[Coordinate annotation records]
---------------

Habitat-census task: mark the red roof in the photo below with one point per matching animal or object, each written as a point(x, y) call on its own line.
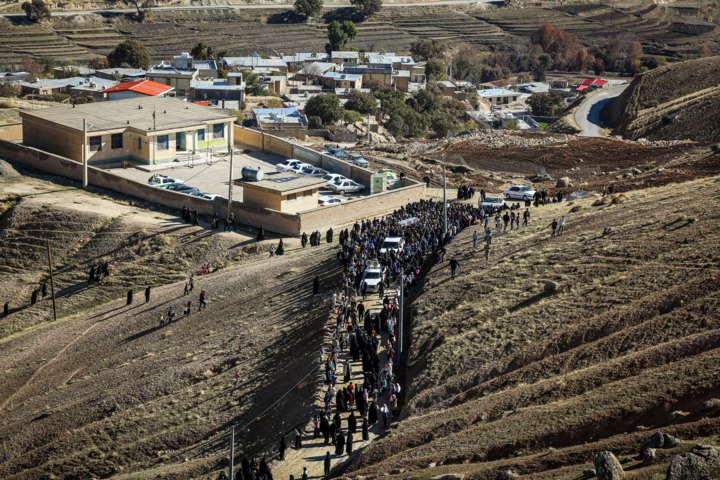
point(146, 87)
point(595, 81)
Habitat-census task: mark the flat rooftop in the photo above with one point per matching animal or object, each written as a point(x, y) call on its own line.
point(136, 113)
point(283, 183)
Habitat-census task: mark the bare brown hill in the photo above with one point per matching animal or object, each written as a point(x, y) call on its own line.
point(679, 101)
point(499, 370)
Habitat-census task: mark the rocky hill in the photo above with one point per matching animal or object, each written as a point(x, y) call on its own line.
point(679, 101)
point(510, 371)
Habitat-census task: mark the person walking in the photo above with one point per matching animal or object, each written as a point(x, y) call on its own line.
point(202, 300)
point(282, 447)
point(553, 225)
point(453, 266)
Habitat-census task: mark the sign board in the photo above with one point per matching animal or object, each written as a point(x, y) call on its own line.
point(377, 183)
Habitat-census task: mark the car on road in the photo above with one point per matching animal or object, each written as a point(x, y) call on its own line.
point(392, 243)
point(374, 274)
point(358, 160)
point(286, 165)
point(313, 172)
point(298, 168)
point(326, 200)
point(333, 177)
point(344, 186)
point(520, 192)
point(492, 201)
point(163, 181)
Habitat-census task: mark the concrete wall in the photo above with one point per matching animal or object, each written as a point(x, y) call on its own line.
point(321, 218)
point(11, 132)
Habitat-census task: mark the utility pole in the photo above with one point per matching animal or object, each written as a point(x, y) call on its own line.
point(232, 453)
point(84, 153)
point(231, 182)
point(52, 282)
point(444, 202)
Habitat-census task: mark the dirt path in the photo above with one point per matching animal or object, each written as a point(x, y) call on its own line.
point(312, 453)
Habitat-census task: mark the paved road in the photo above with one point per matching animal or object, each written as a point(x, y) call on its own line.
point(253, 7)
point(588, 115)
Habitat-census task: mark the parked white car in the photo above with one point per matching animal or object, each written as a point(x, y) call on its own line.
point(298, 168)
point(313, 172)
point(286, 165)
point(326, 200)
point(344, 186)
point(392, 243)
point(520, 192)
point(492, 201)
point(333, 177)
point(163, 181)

---------------

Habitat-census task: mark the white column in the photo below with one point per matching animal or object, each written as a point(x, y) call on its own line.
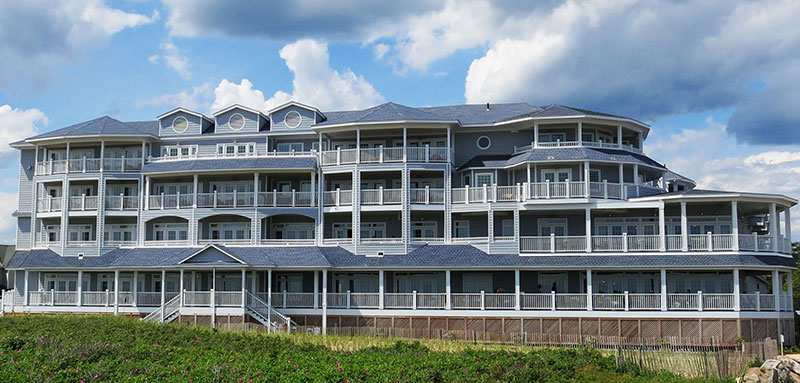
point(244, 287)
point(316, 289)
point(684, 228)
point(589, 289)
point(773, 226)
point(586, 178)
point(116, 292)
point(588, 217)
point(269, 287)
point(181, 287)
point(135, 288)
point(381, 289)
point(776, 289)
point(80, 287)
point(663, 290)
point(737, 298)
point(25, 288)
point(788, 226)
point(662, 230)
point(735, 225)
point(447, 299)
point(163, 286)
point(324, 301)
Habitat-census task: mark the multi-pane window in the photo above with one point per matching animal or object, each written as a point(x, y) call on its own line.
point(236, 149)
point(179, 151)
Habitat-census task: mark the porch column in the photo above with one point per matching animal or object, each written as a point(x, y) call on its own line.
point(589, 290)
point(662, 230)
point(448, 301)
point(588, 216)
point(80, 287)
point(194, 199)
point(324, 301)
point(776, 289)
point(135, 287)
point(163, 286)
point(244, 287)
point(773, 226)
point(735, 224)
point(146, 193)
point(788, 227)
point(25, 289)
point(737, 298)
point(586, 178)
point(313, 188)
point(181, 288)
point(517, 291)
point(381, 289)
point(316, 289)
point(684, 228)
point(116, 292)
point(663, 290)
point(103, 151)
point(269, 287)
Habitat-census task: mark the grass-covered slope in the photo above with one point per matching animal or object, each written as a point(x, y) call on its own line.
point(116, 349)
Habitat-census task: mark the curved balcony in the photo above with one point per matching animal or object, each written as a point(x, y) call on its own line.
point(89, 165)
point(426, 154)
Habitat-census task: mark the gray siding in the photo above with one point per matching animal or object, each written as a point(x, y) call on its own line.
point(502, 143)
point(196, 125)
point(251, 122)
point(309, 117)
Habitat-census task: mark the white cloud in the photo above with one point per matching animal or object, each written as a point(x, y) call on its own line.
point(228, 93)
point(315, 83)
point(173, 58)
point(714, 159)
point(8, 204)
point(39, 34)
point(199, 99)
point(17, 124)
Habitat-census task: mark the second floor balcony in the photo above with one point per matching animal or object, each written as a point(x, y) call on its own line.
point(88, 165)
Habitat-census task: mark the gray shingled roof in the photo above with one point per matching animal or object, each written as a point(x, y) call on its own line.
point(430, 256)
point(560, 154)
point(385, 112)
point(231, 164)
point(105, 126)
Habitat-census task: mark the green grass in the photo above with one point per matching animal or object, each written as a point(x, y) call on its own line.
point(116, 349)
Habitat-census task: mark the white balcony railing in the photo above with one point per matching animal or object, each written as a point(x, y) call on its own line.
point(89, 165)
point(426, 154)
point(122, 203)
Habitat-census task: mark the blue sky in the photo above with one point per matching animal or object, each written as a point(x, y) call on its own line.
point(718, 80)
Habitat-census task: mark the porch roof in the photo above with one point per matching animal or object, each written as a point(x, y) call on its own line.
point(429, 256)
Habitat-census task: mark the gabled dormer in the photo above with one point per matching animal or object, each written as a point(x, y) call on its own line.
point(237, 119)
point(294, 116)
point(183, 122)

---------------

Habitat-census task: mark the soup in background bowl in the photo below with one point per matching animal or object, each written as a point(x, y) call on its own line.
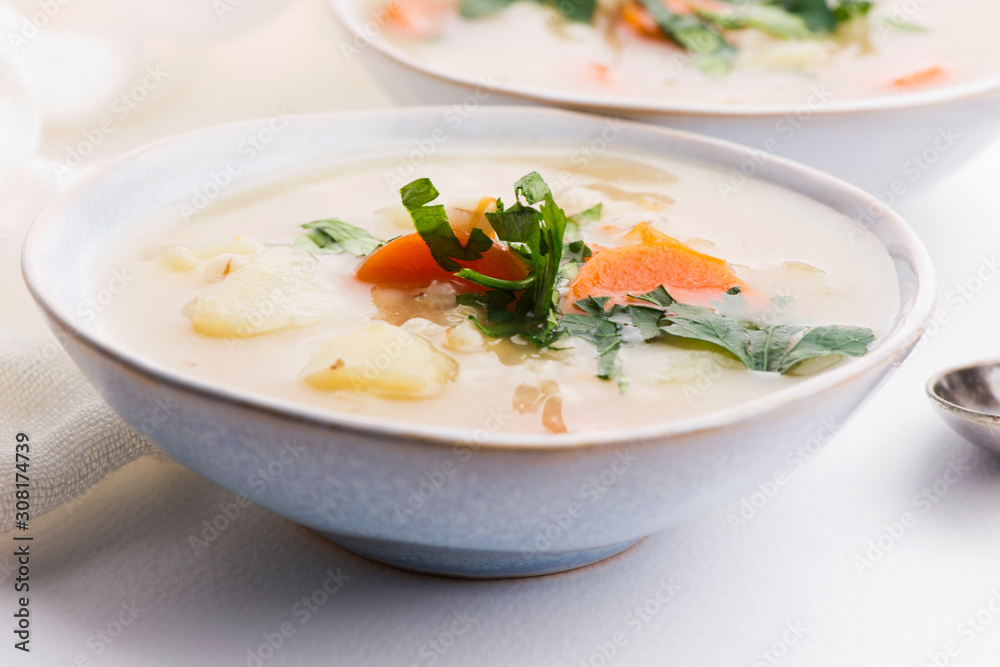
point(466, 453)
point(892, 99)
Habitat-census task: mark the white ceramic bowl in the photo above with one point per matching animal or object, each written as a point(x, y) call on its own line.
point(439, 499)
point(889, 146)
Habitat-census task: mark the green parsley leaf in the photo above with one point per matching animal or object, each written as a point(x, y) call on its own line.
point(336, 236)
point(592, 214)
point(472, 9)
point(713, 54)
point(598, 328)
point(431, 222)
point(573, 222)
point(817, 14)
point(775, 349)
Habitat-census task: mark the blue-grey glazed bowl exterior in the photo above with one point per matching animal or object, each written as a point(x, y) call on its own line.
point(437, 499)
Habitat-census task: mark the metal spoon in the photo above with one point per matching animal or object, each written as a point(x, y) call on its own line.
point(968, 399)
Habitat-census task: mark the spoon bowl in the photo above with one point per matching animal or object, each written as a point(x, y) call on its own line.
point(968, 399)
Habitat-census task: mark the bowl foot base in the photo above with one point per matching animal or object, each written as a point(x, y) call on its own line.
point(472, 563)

---------------

§ PROBLEM: Reproduce word for word every line above from the one containing "Habitat-census task: mark the rocky" down to the one containing "point(453, 266)", with both of those lines included.

§ WORKED SOLUTION:
Habitat-census task: mark the rocky hill in the photo above with one point per matching animal or object, each written as a point(x, y) call on its own line.
point(679, 101)
point(510, 371)
Habitat-census task: mark the person walking in the photo above with one point per matching animal or object, each written as a point(x, y) call on its own line.
point(202, 300)
point(282, 447)
point(553, 225)
point(453, 266)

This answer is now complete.